◆ PROMPT
In the listing below, find each line containing "then" and report it.
== Segment start ==
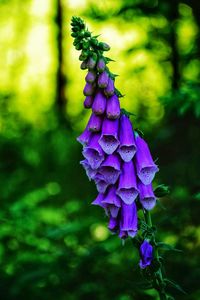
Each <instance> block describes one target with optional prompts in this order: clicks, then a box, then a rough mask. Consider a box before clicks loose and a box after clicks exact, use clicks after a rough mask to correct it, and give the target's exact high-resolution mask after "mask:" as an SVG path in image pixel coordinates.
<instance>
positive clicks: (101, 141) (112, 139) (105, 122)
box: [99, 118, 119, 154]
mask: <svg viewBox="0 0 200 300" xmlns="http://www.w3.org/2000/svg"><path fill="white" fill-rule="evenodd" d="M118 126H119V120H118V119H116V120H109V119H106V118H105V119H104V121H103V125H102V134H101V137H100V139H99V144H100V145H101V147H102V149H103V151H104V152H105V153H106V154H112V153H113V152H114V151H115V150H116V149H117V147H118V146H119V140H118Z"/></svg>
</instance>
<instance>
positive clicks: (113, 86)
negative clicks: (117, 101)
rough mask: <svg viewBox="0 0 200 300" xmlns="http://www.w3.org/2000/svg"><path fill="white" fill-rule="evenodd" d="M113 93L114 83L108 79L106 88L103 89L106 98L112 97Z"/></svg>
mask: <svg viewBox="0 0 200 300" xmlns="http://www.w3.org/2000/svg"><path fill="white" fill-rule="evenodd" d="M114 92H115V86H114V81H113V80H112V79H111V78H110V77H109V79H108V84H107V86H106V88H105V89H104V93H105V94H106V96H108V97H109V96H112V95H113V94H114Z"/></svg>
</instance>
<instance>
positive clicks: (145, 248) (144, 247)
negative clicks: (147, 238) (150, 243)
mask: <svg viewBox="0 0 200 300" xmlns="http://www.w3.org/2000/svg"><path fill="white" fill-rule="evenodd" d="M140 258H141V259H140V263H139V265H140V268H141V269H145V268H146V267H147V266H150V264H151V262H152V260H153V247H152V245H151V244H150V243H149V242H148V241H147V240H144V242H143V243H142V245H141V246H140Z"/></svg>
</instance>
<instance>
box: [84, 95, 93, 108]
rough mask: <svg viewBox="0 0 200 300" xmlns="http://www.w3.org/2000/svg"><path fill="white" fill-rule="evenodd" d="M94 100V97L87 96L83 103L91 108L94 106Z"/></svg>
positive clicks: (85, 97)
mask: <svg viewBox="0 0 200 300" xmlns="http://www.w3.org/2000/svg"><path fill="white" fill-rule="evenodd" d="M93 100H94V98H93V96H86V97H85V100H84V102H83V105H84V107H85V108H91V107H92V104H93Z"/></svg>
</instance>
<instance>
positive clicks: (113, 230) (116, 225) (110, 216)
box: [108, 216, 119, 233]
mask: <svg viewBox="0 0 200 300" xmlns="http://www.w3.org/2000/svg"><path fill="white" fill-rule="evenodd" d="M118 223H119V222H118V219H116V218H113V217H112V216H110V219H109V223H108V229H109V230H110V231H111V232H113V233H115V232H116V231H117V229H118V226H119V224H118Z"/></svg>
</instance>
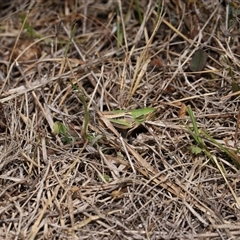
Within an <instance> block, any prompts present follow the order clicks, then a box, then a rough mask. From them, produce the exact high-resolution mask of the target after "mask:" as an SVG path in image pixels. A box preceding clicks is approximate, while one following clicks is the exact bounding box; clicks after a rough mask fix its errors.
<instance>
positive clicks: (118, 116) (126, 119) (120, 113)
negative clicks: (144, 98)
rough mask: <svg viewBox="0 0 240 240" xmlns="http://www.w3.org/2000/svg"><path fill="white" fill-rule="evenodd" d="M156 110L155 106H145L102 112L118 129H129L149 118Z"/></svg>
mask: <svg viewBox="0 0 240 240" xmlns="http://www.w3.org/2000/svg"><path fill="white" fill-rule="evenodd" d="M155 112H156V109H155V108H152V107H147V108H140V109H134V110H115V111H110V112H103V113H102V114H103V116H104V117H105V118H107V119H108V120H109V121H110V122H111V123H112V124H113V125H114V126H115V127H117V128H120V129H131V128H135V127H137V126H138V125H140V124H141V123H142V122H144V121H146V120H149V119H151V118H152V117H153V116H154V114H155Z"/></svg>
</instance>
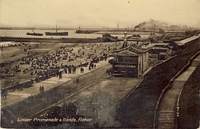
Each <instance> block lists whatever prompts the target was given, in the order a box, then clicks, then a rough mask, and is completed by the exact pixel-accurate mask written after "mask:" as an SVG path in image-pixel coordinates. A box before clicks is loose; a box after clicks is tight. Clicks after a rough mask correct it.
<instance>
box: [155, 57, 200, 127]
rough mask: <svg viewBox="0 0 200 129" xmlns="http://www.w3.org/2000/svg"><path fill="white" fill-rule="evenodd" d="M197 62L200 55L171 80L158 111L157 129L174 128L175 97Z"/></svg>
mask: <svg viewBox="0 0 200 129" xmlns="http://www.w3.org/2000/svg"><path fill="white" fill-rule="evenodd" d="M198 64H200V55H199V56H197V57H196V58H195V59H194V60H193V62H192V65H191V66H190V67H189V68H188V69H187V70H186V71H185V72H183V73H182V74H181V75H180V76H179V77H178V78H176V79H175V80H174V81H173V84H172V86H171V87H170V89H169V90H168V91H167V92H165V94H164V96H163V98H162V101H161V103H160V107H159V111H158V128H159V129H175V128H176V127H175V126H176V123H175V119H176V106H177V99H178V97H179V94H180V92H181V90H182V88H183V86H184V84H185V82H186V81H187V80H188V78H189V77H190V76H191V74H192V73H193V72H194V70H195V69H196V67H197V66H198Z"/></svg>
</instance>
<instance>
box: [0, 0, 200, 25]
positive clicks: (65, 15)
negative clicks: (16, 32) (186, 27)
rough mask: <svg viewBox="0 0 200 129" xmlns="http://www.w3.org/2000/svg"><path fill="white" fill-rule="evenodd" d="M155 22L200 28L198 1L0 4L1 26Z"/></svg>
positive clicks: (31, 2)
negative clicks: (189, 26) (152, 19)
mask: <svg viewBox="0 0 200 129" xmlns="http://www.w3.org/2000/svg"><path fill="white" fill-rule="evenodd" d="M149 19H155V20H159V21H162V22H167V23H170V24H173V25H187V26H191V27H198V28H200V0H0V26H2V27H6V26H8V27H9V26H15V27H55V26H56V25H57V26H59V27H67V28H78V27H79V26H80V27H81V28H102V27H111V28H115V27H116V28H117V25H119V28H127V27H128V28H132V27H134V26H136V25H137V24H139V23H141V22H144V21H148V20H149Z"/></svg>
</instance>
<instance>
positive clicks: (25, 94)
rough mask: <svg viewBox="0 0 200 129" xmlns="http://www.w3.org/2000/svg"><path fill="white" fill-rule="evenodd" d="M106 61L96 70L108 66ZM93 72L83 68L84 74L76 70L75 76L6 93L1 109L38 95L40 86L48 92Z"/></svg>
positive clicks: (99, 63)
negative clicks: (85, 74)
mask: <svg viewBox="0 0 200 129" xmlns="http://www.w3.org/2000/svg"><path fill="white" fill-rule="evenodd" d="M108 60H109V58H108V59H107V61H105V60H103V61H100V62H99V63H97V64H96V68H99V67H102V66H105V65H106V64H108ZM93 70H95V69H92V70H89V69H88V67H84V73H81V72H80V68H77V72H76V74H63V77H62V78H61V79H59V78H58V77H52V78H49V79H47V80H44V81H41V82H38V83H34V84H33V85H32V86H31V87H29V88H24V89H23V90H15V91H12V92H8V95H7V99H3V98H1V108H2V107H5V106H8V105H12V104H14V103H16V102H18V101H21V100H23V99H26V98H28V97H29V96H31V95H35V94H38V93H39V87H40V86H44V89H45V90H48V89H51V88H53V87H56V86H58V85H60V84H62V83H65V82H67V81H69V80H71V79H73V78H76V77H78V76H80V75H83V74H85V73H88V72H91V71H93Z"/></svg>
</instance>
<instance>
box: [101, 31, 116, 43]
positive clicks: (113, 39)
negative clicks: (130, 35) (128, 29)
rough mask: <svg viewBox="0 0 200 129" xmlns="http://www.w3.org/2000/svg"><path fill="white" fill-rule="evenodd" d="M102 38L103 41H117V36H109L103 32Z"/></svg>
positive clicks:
== Segment end ==
◆ RESULT OF THIS EXERCISE
Each <instance> block describes one target with optional prompts in this order: clicks, then a box, then a rough mask. Consider a box before clicks loose and a box after clicks exact, use clicks after a rough mask to correct it, and give the target's exact high-resolution mask after "mask:" as an SVG path in image pixel coordinates.
Within an <instance> block, any prompts present follow the order clicks, then a box, then a rough mask. From them, produce the exact high-resolution mask of the target after "mask:" as an SVG path in image pixels. A box preceding clicks is approximate, while one following clicks is the exact bounding box; clicks after a rough mask fix its errors.
Each <instance> block lists whatever prompts the target was given, in the order a box, then clicks, then a rough mask, and is completed by the exact pixel-accurate mask written after "mask:" as an SVG path in image-pixel coordinates. A box before clicks is loose; a box after clicks is tight. Clicks after a rough mask correct it.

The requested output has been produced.